■ **Problem details**
Edit the material below so that every instance of "Isolate any visible" becomes "Mark every visible", and leave everything else unchanged.

■ **Available records**
**********

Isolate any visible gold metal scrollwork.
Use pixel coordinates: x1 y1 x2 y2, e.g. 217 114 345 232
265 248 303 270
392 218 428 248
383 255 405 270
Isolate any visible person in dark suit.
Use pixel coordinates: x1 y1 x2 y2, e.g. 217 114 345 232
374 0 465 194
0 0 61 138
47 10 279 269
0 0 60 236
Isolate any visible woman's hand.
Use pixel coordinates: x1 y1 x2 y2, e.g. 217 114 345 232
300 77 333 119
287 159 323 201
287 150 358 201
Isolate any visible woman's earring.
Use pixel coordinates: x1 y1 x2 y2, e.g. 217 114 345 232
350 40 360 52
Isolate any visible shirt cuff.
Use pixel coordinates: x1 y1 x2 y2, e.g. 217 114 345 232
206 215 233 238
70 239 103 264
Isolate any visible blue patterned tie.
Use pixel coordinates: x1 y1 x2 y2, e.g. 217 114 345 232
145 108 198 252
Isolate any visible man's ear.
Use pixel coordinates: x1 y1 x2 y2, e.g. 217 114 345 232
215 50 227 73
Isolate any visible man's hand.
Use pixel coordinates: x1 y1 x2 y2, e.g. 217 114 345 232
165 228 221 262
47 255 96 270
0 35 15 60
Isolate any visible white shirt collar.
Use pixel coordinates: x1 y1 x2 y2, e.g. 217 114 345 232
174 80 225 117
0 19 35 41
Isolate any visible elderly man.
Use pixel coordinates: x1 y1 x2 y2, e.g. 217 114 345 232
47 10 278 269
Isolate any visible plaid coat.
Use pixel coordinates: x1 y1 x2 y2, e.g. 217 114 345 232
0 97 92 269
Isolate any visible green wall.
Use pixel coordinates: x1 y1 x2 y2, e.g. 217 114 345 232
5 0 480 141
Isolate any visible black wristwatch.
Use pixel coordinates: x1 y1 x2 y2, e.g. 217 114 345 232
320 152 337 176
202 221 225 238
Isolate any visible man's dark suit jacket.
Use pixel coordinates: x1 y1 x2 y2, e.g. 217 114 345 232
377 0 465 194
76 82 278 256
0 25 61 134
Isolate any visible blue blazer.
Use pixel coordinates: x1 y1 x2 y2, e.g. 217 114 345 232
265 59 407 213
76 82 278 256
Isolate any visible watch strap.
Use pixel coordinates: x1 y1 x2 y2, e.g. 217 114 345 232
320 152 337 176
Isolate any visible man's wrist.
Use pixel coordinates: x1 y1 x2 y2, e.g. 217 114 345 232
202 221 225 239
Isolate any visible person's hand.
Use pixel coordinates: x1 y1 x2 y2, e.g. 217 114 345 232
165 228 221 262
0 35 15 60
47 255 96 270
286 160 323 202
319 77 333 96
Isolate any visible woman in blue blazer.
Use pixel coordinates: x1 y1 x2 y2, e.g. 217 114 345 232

**********

■ **Complete response**
Mark every visible gold metal scrollwork.
Use pixel coordinates: x1 y1 x2 y2, e.g. 217 114 345 232
265 248 303 270
392 218 428 248
383 255 405 270
Mark every visible person in dark suit.
Use pixel coordinates: x1 y1 x2 y2, e.g. 217 114 345 232
374 0 465 194
0 0 61 138
47 10 279 269
0 0 60 236
Mark every visible woman's hand.
Use pixel coordinates: x1 y1 x2 y2, e.g. 217 114 345 232
300 77 333 119
287 159 323 201
287 150 358 201
Mark every visible woman's earring.
Use pixel coordinates: x1 y1 x2 y2, e.g. 217 114 345 232
350 40 360 52
Mark every visible shirt cuff.
Use pixel coordinates: x1 y1 x2 y2, e.g. 217 114 345 232
206 215 233 238
70 239 103 264
Mark every visible blue patterned tie.
Use pixel coordinates: x1 y1 x2 y2, e.g. 217 114 345 232
145 108 198 252
Mark every visible man's ear.
Use pixel coordinates: x1 y1 x2 y2, e.g. 217 114 345 232
215 50 227 73
Mark every visible man's hand.
Use pixel coordinates: x1 y1 x2 y2, e.g. 217 114 345 232
165 228 221 262
47 255 96 270
0 35 15 60
Mark every visible white shirt collar.
Use pixel coordinates: x1 y1 x2 y2, e.g. 217 114 345 232
174 80 225 117
0 19 35 41
Mark every visible elderly man.
Use pixel coordinates: x1 y1 x2 y2, e.g. 217 114 345 232
47 10 278 269
Mark every visible plaid coat.
Use pixel coordinates: x1 y1 x2 y2, e.g. 217 114 345 232
0 97 92 269
Mark every visible green wall.
Use pixel coordinates: x1 y1 x2 y2, e.g. 217 114 345 232
5 0 480 141
Mark every visible black wristwatch.
Use pixel coordinates: x1 y1 x2 y2, e.g. 217 114 345 232
320 152 337 176
202 221 225 238
Mark every visible man's dark suit jacket.
Use pixel coordinates: x1 y1 x2 y2, e.g. 217 114 345 232
377 0 465 194
76 82 278 256
0 25 61 134
Mark every visible blue blazer.
Use pixel coordinates: x1 y1 x2 y2, e.g. 217 114 345 232
265 59 407 213
76 82 278 256
Mark every visible watch strap.
Use pixel coordinates: x1 y1 x2 y2, e.g. 217 114 345 232
320 152 337 176
Mark every visible man's wrist.
Use pixel coordinates: x1 y1 x2 y2, e.g. 217 114 345 232
202 221 225 239
Mark every visible person's hand.
Use pixel coordinates: x1 y1 x2 y2, e.g. 217 114 345 232
165 228 221 262
0 35 15 60
47 255 96 270
286 160 323 202
319 77 333 96
Mark every visible woman in blue blazer.
Use pixel coordinates: x1 y1 x2 y2, e.g. 217 114 345 232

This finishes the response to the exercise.